→ **Dataset content**:
══════════
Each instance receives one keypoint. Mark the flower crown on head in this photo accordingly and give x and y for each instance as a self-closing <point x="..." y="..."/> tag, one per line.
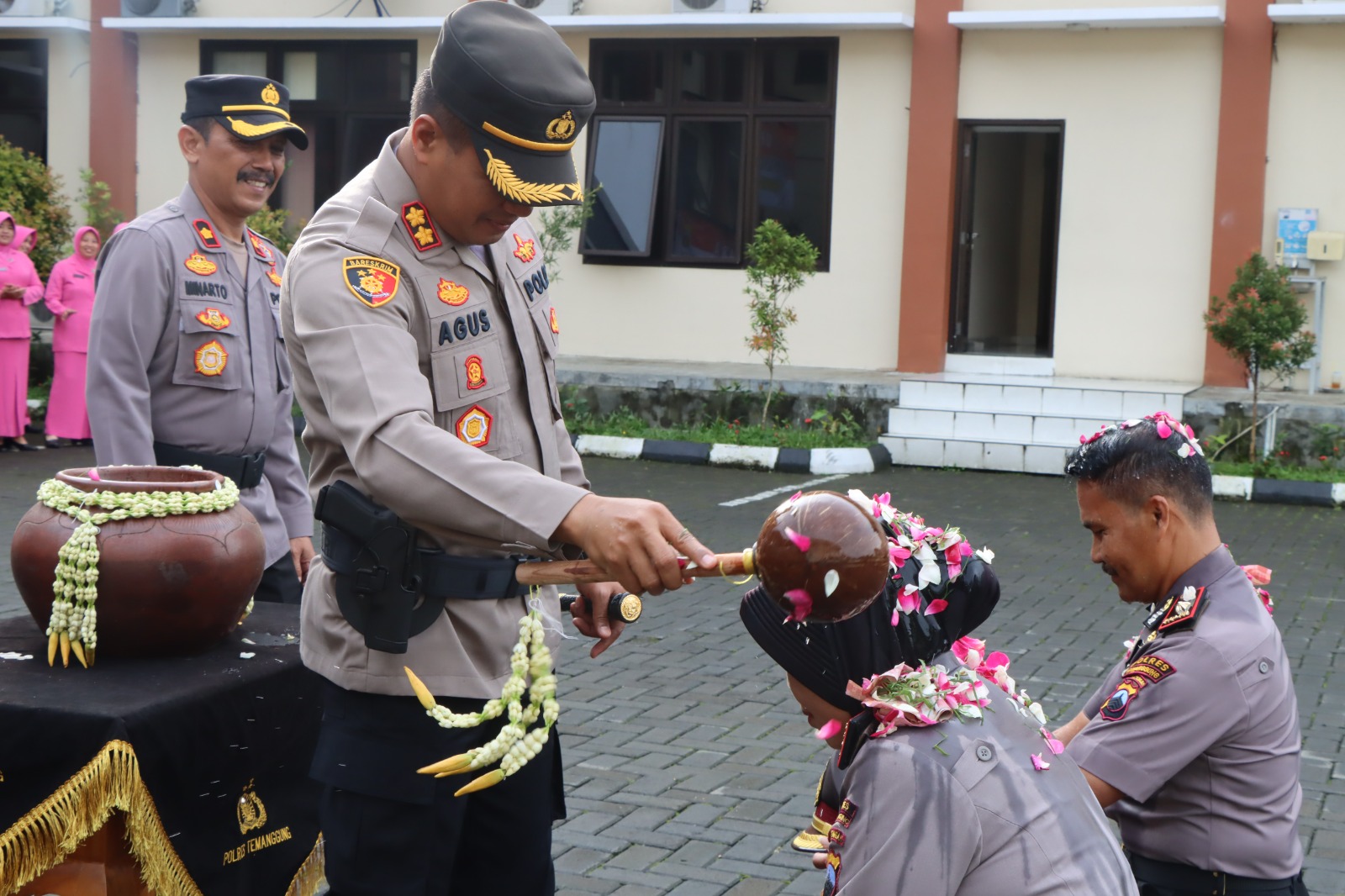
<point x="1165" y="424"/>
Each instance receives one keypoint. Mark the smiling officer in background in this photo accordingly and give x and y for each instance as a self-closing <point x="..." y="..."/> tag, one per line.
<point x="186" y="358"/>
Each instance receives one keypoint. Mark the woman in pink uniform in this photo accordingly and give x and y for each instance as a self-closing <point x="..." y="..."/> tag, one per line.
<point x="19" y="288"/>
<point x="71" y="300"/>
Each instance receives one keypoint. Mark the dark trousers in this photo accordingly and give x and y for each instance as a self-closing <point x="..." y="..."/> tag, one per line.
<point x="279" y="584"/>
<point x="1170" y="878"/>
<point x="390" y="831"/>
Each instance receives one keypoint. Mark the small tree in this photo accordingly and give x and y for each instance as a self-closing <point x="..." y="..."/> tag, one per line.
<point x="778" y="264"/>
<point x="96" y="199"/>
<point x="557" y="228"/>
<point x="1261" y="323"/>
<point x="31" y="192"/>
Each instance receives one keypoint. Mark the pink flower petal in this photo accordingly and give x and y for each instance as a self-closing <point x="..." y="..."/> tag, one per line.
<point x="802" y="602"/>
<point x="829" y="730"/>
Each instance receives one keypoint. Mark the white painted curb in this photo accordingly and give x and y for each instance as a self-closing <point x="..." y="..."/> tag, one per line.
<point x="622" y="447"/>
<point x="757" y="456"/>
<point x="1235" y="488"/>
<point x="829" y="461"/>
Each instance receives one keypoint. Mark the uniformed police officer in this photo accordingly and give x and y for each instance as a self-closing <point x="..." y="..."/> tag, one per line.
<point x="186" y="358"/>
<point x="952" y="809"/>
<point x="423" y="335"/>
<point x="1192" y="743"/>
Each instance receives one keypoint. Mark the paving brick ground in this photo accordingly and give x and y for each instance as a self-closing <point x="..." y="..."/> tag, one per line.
══════════
→ **Short task**:
Reproduce the material above word for word, from start to finish, and omit the pictures.

→ **Exercise output**:
Each instance receives one keypoint. Mark the flower crown on head in this photo accordingly and give x and y for each instance as a self-closing <point x="..." y="..."/> tag, one per line.
<point x="1165" y="424"/>
Each instance receives one keypoint. Mark the smiling officer in background in this photo accordingly and give x and y for each instance as a self-closing <point x="..." y="..."/> tag, one per line.
<point x="186" y="358"/>
Each instance receives one keypoint. Mark the woman in pink uniform in this photo accordingly and give x and y for each instance as a self-closing <point x="..." y="..."/> tag, one per line.
<point x="19" y="288"/>
<point x="71" y="300"/>
Each instance receives one keypoint. Mark the dark trousers in this photo accordingly and give x and y for each instance as a self-closing <point x="..." y="..."/> tag, one per line.
<point x="279" y="584"/>
<point x="1170" y="878"/>
<point x="390" y="831"/>
Each instance receives one keypoint. Mark the small tree in this photo accordingly and give x and y for each instance as a self-closing <point x="..." y="..."/> tag, one per line.
<point x="778" y="264"/>
<point x="96" y="199"/>
<point x="557" y="228"/>
<point x="1261" y="323"/>
<point x="31" y="192"/>
Each instance receives one keypoint. Mark the pink flower petal in this photo accordingly and give x and y for each instance as a self-closing <point x="..." y="..."/> tag, one per line.
<point x="802" y="602"/>
<point x="829" y="730"/>
Each instance receives one keypoint. Mark the white painted curb in this photo accordingly and give x and y for each instance as a self-closing <point x="..." y="..."/> tag, one per line.
<point x="622" y="447"/>
<point x="757" y="456"/>
<point x="1235" y="488"/>
<point x="829" y="461"/>
Each instance receives one keypoint. Mark the uniformed police officer in this photo accordingly and give x and y for each instance as a self-closing <point x="..." y="..."/> tag, one per line.
<point x="186" y="358"/>
<point x="952" y="809"/>
<point x="423" y="335"/>
<point x="1192" y="743"/>
Each instance receives one keypoint. Mark the paving brick ground in this photo accordingly and give x and y for each instance as a self-closing <point x="..." y="..."/> tag, one per line.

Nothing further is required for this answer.